Stored data =
+++
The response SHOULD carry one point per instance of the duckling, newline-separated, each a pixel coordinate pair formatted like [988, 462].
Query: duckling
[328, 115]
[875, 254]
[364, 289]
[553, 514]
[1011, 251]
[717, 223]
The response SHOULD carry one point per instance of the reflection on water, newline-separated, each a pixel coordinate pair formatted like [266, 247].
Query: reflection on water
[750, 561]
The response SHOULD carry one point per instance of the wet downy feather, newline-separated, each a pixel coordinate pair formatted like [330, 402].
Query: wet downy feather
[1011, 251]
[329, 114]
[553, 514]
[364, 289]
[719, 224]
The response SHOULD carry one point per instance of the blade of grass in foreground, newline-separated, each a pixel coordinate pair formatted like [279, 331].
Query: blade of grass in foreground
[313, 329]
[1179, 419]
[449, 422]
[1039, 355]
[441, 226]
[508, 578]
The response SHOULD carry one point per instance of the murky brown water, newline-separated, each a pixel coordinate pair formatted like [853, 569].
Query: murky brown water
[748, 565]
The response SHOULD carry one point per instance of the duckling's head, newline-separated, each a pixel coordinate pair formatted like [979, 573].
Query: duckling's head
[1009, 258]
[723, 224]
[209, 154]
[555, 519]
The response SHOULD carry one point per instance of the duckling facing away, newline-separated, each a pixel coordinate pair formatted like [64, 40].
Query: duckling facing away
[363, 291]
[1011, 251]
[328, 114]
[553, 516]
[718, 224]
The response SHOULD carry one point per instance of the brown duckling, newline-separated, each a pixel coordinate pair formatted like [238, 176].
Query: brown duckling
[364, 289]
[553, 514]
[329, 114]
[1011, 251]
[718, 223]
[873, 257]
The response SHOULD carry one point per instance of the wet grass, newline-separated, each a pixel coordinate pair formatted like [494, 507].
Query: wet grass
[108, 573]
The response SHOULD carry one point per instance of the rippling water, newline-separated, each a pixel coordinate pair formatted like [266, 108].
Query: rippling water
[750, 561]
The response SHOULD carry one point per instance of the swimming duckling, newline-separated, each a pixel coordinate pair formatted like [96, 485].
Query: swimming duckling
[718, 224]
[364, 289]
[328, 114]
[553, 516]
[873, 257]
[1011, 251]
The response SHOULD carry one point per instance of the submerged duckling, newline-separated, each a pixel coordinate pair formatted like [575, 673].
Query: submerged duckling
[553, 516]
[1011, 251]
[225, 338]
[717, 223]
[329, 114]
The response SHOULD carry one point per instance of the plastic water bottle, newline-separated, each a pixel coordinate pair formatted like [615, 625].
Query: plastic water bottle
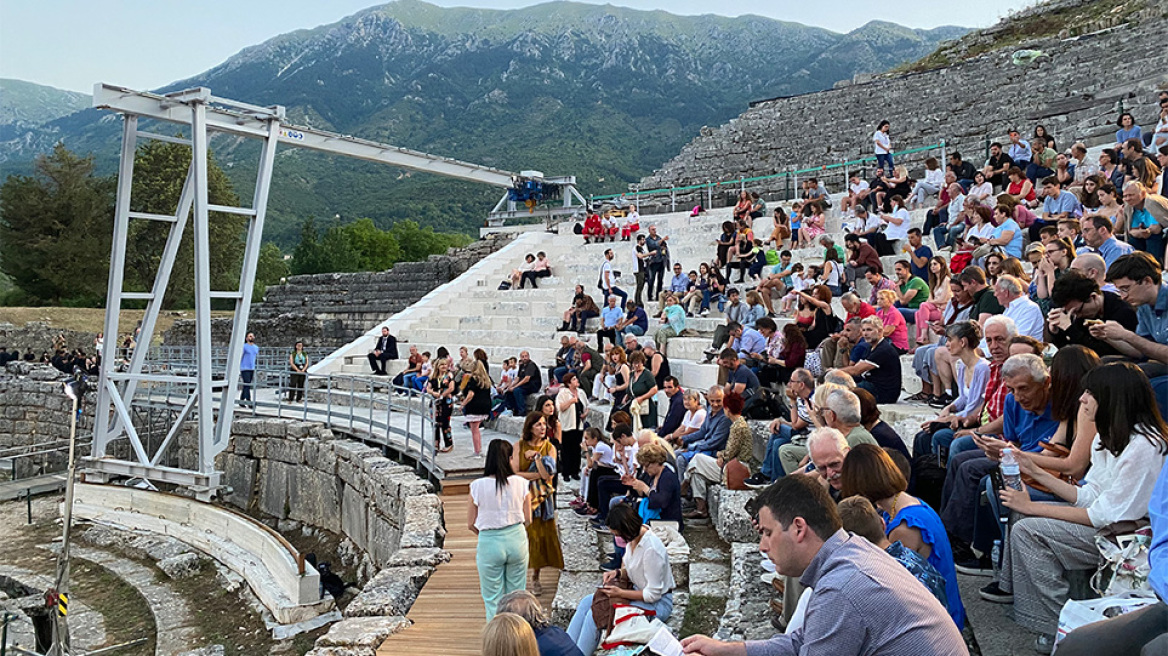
[1012, 477]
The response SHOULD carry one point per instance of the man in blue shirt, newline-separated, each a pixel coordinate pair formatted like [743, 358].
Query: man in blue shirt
[610, 319]
[1097, 232]
[711, 437]
[1026, 421]
[1138, 279]
[1055, 207]
[248, 365]
[919, 255]
[1144, 630]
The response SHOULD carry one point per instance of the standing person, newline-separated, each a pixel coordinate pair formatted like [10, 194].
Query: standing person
[607, 281]
[383, 350]
[882, 144]
[477, 403]
[534, 458]
[862, 602]
[442, 388]
[298, 363]
[658, 250]
[247, 365]
[499, 509]
[571, 404]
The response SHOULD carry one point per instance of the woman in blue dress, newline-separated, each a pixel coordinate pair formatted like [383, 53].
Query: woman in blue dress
[869, 472]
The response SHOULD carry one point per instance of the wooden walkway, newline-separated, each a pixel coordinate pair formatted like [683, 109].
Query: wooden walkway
[447, 615]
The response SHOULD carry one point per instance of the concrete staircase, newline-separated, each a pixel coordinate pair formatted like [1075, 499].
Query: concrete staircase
[471, 311]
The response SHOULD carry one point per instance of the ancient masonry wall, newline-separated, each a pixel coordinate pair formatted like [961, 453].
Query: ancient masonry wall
[332, 309]
[1075, 91]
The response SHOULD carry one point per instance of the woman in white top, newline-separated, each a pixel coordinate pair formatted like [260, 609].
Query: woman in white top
[897, 223]
[647, 566]
[499, 511]
[1126, 456]
[982, 190]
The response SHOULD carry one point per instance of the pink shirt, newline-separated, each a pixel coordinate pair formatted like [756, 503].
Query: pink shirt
[892, 316]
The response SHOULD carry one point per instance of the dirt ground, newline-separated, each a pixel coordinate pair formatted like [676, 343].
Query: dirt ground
[89, 319]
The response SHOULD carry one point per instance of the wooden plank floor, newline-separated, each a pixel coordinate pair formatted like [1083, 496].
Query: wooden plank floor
[447, 615]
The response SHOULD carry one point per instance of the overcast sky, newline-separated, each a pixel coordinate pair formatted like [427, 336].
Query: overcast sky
[148, 43]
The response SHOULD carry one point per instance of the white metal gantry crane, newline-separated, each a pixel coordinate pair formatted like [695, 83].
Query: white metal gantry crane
[206, 113]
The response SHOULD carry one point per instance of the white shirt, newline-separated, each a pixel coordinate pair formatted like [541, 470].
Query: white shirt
[1027, 316]
[499, 509]
[694, 419]
[648, 567]
[894, 231]
[1118, 489]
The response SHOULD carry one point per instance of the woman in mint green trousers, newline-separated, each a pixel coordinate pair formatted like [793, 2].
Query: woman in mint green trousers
[499, 513]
+++
Problem to solve = The reply should contain every line of the material exactly, and no images.

Your response =
The response SHOULD carry one point per instance of the duckling, newline-separated, each a pixel coordinate pair formatted like [988, 462].
Query: duckling
[328, 115]
[875, 254]
[364, 289]
[553, 514]
[1011, 251]
[717, 223]
The response SHOULD carry one point per instance of the reflection on water, newline-separated, each a pixel coordinate pair formatted like [266, 247].
Query: reflection on water
[750, 561]
The response SHOULD carry one point per instance of the wet downy feather, newline-separated, each a pixel coordinate pair formatted like [330, 402].
Query: wet downy feather
[1011, 251]
[329, 114]
[553, 514]
[364, 289]
[719, 224]
The response SHOULD carry one point per instance of the blade of grass in foreground, newline-separated, each a pixel coordinate pair formatted like [279, 331].
Query: blade of grass in foreground
[313, 329]
[1179, 419]
[449, 422]
[1039, 355]
[441, 226]
[508, 578]
The response SHOULD carry one point per instance of the murky brown water, newline-separated, each a pixel coordinate pair formatted like [853, 569].
Query: murky brown water
[748, 565]
The response SHOULD carry one point per instance of the duckling's head, newline-separated, each a pixel coordinate pair formatted like [979, 573].
Query: duckling's head
[1009, 258]
[723, 224]
[209, 154]
[555, 519]
The response SHOULD carry one point per instance of the duckling facing away, newline-separated, each a pixel coordinate pair formatted like [64, 40].
Query: duckling facing away
[363, 291]
[1011, 251]
[328, 114]
[553, 516]
[718, 224]
The response SHOULD carry one point per instance of the brown duckling, newline-separated, each a pixel coordinate pair formatted like [238, 176].
Query: brown duckling
[364, 289]
[553, 514]
[329, 114]
[1011, 251]
[718, 223]
[873, 257]
The response SHOULD carry one point per instance of the wet grass, newline-separated, each a pixel coordinate pair formatted like [494, 507].
Query: wet grass
[108, 573]
The response SHOULD carry one point per instance of the rippling water, newline-separated, each a pixel coordinate pair formatted like [266, 108].
Query: rippling water
[750, 561]
The response SHOULD carry one point per instance of the swimming duckling, newline-separated, each a pixel coordinate pair formatted like [96, 485].
Query: swimming duckling
[718, 224]
[364, 289]
[328, 114]
[553, 516]
[873, 257]
[1011, 251]
The response SHOULD carry one point per instance of the submerged duckling, newline-separated, each a pixel coordinate pair formatted like [575, 673].
Query: submerged duckling
[553, 516]
[1011, 251]
[225, 338]
[717, 223]
[329, 114]
The response SHOULD carry one point per instance of the plastic water bottle, newline-separated, each a pixel coordinate pair formatted like [615, 625].
Query: plastic water bottle
[1012, 477]
The response SHOULD carry one point per instance of the man in blue shirt, newline-separated, each a pixel coordinate pair formatted like [743, 358].
Query: man in blue shirt
[610, 319]
[1097, 232]
[711, 437]
[1026, 421]
[1138, 279]
[1055, 207]
[248, 365]
[919, 255]
[1144, 630]
The response SHOULD carry one point per instance of the standing person, newline-separated, each a pixel coordinate pair formatted like [10, 194].
Query: standing person
[607, 281]
[383, 350]
[882, 144]
[477, 403]
[534, 458]
[862, 602]
[442, 388]
[298, 363]
[658, 250]
[247, 365]
[499, 509]
[571, 404]
The response SHOULD carry one point per instance of the woman in blue dress, newline-separated, each a pixel coordinate pair formatted like [383, 53].
Query: woman in blue dress
[869, 472]
The response SHOULD carry one point per instance of the wooden walkway, newline-separated, each a pixel coordinate pair formatted like [683, 109].
Query: wooden walkway
[447, 615]
The response SHOULD carry one point per instance of the concrete staircase, newline-separated, each a pixel coordinate pair formatted like [1075, 499].
Query: concrete staircase
[471, 311]
The response SHOULD carry one point per instance of the ancient masonry wall, newline-separated, each a pixel coordinate pair formatted like [961, 453].
Query: ancient masonry wall
[332, 309]
[1075, 91]
The response SHOULD carry one point per instance of the woman in white top, newline-separated, each a pixel coordinate pair formatted like [260, 609].
Query: woman in white top
[897, 223]
[647, 566]
[499, 511]
[1126, 456]
[982, 190]
The response SHOULD carry one point per instance of the pink shirt, newline-separated, each a pixel coordinate pair formatted like [756, 503].
Query: pink shirt
[892, 316]
The response SHOULD carry one point per instance of the dirt ground, newline-separated, each a pixel coordinate pair formatted like [676, 343].
Query: dirt ground
[89, 319]
The response SHOULD carry one point per instance of the wooden plank floor, newline-separated, each a pixel coordinate pair formatted like [1083, 496].
Query: wooden plank floor
[447, 615]
The response SHOULD carry one point per instance of the overcast sky, newline-separated, each a pixel coordinate pair formatted like [427, 336].
Query: overcast sky
[148, 43]
The response SHOULD carry one point per instance of the white metal gantry crane, newline-separated, each a pixel coordinate pair formatted like [695, 83].
Query: white metal gantry crane
[206, 113]
The response SHOULD carry one point per instance of the white shirt, newline-separated, each a pixel coordinate pair formatted like [541, 470].
Query: white shirt
[1027, 316]
[499, 509]
[694, 419]
[648, 567]
[894, 231]
[1118, 489]
The response SHOULD carry one point per instance of the woman in mint green trousers, newline-separated, each a pixel coordinate pair formatted like [793, 2].
Query: woman in mint green trousers
[499, 513]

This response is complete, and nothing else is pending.